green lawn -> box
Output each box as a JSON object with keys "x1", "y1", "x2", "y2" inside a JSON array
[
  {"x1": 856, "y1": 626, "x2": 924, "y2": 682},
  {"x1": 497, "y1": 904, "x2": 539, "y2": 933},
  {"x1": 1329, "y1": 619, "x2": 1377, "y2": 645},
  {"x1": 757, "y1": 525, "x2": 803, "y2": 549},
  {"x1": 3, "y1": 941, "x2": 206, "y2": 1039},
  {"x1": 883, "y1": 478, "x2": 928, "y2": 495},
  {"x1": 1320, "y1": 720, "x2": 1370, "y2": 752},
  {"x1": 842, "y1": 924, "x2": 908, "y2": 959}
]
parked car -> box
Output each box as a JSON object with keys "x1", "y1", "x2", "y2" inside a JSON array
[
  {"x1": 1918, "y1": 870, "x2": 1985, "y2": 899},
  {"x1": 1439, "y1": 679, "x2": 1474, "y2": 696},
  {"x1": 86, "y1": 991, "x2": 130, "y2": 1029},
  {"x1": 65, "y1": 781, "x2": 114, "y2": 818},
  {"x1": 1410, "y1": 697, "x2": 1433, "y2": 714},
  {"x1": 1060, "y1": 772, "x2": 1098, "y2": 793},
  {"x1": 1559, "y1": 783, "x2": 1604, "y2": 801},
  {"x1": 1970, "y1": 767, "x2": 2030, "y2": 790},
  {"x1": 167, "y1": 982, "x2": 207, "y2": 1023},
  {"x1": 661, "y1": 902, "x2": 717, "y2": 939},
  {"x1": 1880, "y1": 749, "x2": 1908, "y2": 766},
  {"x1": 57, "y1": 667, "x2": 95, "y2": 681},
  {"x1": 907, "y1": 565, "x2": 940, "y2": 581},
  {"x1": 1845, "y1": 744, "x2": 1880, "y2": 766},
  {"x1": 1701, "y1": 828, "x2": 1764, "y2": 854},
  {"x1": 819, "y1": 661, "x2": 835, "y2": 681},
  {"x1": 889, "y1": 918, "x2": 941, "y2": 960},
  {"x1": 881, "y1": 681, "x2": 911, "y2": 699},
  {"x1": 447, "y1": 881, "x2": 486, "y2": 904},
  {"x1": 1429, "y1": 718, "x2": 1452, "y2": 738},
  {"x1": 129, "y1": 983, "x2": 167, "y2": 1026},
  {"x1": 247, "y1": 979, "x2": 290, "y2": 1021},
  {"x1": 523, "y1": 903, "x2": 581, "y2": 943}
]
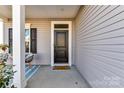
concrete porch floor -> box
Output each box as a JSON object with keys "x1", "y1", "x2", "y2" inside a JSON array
[{"x1": 26, "y1": 66, "x2": 90, "y2": 88}]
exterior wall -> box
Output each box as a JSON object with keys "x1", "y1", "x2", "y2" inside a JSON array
[
  {"x1": 0, "y1": 16, "x2": 9, "y2": 44},
  {"x1": 4, "y1": 19, "x2": 75, "y2": 65},
  {"x1": 27, "y1": 20, "x2": 51, "y2": 65},
  {"x1": 75, "y1": 5, "x2": 124, "y2": 87}
]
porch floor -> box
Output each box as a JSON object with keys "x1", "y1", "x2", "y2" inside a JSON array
[{"x1": 26, "y1": 66, "x2": 90, "y2": 88}]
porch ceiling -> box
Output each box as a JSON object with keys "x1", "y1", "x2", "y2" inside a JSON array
[
  {"x1": 0, "y1": 5, "x2": 80, "y2": 19},
  {"x1": 26, "y1": 5, "x2": 80, "y2": 18},
  {"x1": 0, "y1": 5, "x2": 11, "y2": 18}
]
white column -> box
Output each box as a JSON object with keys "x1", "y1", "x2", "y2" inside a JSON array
[
  {"x1": 12, "y1": 5, "x2": 26, "y2": 88},
  {"x1": 0, "y1": 19, "x2": 4, "y2": 44}
]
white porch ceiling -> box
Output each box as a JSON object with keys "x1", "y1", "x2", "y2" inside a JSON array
[
  {"x1": 26, "y1": 5, "x2": 80, "y2": 18},
  {"x1": 0, "y1": 5, "x2": 11, "y2": 18},
  {"x1": 0, "y1": 5, "x2": 80, "y2": 19}
]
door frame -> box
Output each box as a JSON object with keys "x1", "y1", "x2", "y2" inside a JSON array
[{"x1": 51, "y1": 21, "x2": 72, "y2": 66}]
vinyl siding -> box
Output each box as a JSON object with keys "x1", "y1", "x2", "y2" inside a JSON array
[
  {"x1": 4, "y1": 19, "x2": 75, "y2": 65},
  {"x1": 75, "y1": 5, "x2": 124, "y2": 88},
  {"x1": 28, "y1": 21, "x2": 51, "y2": 65}
]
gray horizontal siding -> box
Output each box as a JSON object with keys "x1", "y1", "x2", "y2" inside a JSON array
[{"x1": 75, "y1": 5, "x2": 124, "y2": 88}]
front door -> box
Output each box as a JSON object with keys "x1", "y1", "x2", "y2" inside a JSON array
[{"x1": 54, "y1": 30, "x2": 68, "y2": 64}]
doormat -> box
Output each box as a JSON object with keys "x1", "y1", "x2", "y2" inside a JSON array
[{"x1": 53, "y1": 66, "x2": 70, "y2": 70}]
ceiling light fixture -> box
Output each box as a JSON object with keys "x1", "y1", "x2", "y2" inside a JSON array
[{"x1": 60, "y1": 8, "x2": 64, "y2": 11}]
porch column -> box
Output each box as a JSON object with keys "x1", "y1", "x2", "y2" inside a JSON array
[
  {"x1": 12, "y1": 5, "x2": 26, "y2": 88},
  {"x1": 0, "y1": 18, "x2": 4, "y2": 44}
]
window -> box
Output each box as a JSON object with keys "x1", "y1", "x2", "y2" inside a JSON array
[
  {"x1": 8, "y1": 28, "x2": 37, "y2": 54},
  {"x1": 25, "y1": 29, "x2": 30, "y2": 53},
  {"x1": 0, "y1": 18, "x2": 4, "y2": 44},
  {"x1": 54, "y1": 24, "x2": 68, "y2": 28}
]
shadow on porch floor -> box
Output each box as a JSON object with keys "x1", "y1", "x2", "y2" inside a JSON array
[{"x1": 26, "y1": 66, "x2": 91, "y2": 88}]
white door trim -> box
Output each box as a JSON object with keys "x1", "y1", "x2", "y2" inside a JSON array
[{"x1": 51, "y1": 21, "x2": 72, "y2": 66}]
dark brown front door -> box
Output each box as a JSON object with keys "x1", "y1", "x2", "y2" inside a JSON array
[{"x1": 54, "y1": 30, "x2": 68, "y2": 64}]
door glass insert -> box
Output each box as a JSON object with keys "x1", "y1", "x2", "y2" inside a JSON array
[{"x1": 56, "y1": 32, "x2": 66, "y2": 46}]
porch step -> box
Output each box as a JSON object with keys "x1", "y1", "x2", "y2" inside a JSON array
[{"x1": 25, "y1": 65, "x2": 40, "y2": 81}]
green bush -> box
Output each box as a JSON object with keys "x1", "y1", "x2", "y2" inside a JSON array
[
  {"x1": 0, "y1": 44, "x2": 16, "y2": 88},
  {"x1": 0, "y1": 64, "x2": 16, "y2": 88}
]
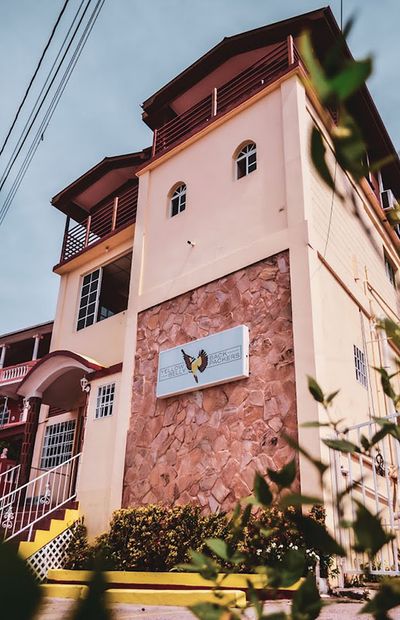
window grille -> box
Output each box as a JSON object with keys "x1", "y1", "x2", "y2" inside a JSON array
[
  {"x1": 170, "y1": 184, "x2": 186, "y2": 217},
  {"x1": 236, "y1": 142, "x2": 257, "y2": 179},
  {"x1": 77, "y1": 269, "x2": 101, "y2": 331},
  {"x1": 40, "y1": 420, "x2": 76, "y2": 469},
  {"x1": 353, "y1": 345, "x2": 368, "y2": 388},
  {"x1": 0, "y1": 397, "x2": 9, "y2": 426},
  {"x1": 384, "y1": 253, "x2": 396, "y2": 288},
  {"x1": 95, "y1": 382, "x2": 116, "y2": 419}
]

## REQUIREMENT
Read through the data above. Report each line that has the word "ceiling".

## TASK SOLUTION
porch ceiling -> box
white porch ceiling -> box
ceiling light fixture -> box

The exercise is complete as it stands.